Data records:
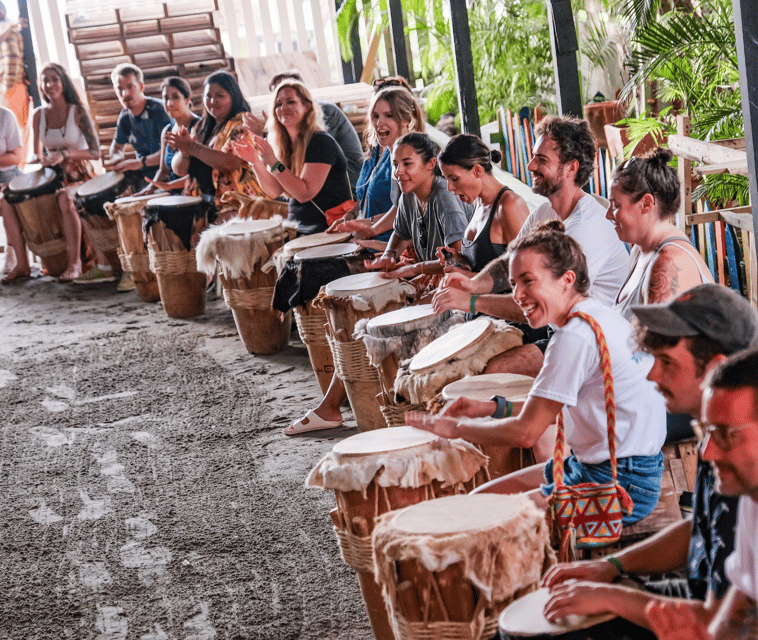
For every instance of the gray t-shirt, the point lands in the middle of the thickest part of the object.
(342, 130)
(446, 219)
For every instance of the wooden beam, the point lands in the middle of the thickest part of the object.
(468, 105)
(701, 151)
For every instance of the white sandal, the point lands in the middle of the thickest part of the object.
(311, 421)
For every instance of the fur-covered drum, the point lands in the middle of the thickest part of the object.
(462, 351)
(90, 202)
(33, 196)
(347, 300)
(127, 214)
(448, 567)
(173, 225)
(514, 387)
(525, 618)
(242, 249)
(376, 472)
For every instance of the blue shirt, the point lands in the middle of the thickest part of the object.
(143, 132)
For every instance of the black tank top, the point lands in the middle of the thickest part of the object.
(481, 251)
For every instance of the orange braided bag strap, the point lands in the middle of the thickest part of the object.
(610, 409)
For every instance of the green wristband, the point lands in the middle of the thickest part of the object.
(616, 563)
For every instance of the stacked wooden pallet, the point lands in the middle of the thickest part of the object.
(163, 39)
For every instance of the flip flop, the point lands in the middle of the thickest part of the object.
(310, 422)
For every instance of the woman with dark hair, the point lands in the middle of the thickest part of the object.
(548, 273)
(205, 154)
(644, 198)
(177, 100)
(299, 158)
(428, 215)
(64, 138)
(499, 213)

Written instruction: Rewrite all of the records above, changing every "thickest part" to "widest part" and keeping everything else the same. Leave out the pictures.

Correct answer:
For every instance of the gray t-shirt, the point lands in the middle of the widest part of the object.
(342, 130)
(446, 219)
For every instance of the wooden beam, the point lands in the middle of the widest part of the object.
(468, 105)
(701, 151)
For every instance of the white sandal, the point lands in the middle of the widest part of the object.
(311, 421)
For every instance of the fur-covered drum, the point lands in the middle of the widest part of the object.
(462, 351)
(90, 202)
(33, 196)
(347, 300)
(127, 214)
(448, 567)
(173, 225)
(514, 387)
(525, 618)
(242, 249)
(376, 472)
For every instance of the blue shirt, the point lands in the middle of the widest part of the object.
(143, 132)
For every instance of the black tank top, the point lands in the middle of the widest part of the object.
(481, 251)
For every instance of the orange braided bag strap, the point lands in the middle of the widest part of the object.
(610, 409)
For every instance of the green wristband, the point lands in the middle of the widest part of the object.
(616, 563)
For every instance of the stacked wooden pallet, the point lands in the middle of the widest part of the object.
(163, 39)
For every instance of the flip flop, the point lands in the middle of the widest part of the object.
(310, 422)
For every instance of the woman with dark hair, the point lands in the middle of the widest part of the object.
(548, 273)
(205, 154)
(644, 198)
(177, 100)
(299, 158)
(428, 215)
(64, 138)
(499, 213)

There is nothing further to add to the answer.